◆ Your instructions ◆
From the line containing "Localize street lamp" down to the last line of the records below, restate each line word for word and leave out the rest.

◆ Records provided ◆

________________

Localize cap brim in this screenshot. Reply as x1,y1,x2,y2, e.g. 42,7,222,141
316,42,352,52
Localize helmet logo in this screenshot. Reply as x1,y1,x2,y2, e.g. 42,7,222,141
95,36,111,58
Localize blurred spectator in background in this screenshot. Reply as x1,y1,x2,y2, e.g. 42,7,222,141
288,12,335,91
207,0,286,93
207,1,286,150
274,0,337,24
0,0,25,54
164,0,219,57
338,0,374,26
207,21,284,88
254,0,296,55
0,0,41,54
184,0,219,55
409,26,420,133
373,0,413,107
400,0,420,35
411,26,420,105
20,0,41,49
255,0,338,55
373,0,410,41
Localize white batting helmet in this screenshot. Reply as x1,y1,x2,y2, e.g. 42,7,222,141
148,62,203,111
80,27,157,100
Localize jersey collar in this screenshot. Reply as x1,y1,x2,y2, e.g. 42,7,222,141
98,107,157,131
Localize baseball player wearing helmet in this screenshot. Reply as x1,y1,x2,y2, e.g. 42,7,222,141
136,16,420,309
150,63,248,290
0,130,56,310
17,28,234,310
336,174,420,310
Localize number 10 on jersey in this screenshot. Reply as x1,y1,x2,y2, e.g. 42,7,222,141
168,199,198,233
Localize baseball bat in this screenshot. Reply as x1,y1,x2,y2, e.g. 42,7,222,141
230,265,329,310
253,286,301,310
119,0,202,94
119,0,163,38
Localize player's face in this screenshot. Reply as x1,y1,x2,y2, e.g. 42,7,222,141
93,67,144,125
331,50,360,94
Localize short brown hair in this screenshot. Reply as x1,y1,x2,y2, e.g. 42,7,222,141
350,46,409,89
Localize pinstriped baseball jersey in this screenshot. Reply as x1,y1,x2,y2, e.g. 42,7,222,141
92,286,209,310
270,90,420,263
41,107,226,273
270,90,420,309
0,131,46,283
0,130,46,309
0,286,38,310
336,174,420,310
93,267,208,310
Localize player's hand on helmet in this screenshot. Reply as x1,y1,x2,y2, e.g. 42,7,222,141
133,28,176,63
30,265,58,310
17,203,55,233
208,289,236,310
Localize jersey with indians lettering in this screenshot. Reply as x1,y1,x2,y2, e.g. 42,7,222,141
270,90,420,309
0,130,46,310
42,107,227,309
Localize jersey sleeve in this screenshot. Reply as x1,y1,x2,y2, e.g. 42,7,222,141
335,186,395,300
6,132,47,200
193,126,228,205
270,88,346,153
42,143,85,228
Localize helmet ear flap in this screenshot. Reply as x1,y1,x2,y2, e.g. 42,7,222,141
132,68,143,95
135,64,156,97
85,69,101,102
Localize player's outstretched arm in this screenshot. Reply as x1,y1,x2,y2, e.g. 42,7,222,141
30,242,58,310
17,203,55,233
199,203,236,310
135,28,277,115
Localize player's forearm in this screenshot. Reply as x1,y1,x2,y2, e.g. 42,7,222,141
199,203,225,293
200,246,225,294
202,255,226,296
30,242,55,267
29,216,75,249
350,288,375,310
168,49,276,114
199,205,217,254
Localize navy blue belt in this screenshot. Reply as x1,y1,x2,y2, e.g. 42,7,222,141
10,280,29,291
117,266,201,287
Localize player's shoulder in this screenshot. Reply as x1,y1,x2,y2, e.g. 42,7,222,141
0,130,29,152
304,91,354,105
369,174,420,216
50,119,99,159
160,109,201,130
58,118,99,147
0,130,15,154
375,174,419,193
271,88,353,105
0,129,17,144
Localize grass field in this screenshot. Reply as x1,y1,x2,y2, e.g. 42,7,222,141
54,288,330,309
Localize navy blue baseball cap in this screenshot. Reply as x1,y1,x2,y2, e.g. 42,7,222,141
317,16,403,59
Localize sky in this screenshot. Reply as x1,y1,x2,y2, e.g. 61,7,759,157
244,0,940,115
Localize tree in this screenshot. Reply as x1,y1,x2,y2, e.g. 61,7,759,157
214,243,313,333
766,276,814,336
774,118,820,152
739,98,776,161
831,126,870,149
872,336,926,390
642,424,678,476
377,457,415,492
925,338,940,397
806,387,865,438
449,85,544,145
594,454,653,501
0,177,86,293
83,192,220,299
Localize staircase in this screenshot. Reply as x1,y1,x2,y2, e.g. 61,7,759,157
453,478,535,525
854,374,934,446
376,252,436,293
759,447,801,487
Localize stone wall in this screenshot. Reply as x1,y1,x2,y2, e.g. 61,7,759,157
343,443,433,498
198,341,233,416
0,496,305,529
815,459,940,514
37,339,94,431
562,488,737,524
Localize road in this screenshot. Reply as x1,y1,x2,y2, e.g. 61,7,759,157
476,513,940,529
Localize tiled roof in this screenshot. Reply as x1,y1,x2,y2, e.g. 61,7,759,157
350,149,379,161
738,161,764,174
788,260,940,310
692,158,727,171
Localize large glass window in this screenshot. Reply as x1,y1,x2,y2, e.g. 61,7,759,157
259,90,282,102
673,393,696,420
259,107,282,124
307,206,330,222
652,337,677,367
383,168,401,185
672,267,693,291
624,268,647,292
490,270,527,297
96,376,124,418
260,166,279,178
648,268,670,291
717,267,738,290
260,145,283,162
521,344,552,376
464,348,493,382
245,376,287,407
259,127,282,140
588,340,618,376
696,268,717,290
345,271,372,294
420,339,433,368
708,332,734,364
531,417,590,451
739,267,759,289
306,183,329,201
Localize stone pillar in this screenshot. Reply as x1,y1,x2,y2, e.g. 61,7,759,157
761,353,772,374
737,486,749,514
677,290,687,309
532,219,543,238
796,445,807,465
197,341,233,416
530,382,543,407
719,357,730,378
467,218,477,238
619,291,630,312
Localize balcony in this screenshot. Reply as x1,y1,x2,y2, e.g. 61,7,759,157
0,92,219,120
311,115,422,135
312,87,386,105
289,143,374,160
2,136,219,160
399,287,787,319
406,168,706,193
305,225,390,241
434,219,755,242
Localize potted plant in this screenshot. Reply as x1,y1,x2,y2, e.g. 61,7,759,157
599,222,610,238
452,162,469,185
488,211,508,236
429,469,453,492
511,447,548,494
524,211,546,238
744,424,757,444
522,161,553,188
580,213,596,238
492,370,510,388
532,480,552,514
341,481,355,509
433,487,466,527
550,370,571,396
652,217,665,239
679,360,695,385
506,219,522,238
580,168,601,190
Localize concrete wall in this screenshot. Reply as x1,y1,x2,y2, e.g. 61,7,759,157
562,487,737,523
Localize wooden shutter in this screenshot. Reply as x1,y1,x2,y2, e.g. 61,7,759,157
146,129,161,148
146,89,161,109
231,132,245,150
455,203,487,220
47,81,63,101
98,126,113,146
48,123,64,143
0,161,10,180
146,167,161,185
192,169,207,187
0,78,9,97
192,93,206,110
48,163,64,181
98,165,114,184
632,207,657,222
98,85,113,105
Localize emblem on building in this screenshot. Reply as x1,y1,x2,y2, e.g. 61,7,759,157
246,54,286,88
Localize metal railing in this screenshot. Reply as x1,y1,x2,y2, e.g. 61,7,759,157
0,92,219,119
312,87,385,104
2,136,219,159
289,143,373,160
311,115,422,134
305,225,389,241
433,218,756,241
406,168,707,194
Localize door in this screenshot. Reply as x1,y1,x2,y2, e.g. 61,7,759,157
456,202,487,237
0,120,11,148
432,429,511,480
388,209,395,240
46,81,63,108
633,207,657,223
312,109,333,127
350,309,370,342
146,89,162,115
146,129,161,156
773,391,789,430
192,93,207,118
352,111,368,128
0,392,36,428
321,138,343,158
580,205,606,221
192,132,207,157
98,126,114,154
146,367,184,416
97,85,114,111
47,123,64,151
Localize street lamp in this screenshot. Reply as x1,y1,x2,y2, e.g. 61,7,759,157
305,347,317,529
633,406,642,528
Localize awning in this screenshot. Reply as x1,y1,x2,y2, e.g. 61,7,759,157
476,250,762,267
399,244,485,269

________________

◆ Answer below ◆
Localize street lamp in this screenshot. Reply as x1,y1,x2,y2, e.g. 61,7,759,157
305,347,317,529
633,406,642,528
Localize awning in this screenshot. Reply as x1,y1,x2,y2, e.g. 61,7,759,157
476,250,762,267
399,244,485,269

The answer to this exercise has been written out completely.